Region annotation items:
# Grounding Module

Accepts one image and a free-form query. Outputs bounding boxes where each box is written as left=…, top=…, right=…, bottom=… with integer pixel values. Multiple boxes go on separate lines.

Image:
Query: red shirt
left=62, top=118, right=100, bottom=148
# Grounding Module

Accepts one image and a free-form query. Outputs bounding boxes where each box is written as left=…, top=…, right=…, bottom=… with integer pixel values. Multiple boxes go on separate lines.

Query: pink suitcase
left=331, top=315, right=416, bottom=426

- DIRECTIVE -
Could you quote every item above word for word, from the first line to the last?

- COMPLETE OUTPUT -
# Grounding Module

Accepts one image and a free-form query. Outputs bounding boxes where each box is written as left=…, top=…, right=…, bottom=… with integer pixel values. Multiple boxes go on separate lines.

Image:
Query: red shirt
left=62, top=118, right=100, bottom=148
# Grounding Module

Accepts one image and a free-form query. Outputs bounding boxes where each box is written as left=…, top=…, right=…, bottom=… with integer pixel values. Multiple boxes go on separate lines.

Query: pink suitcase
left=331, top=315, right=416, bottom=426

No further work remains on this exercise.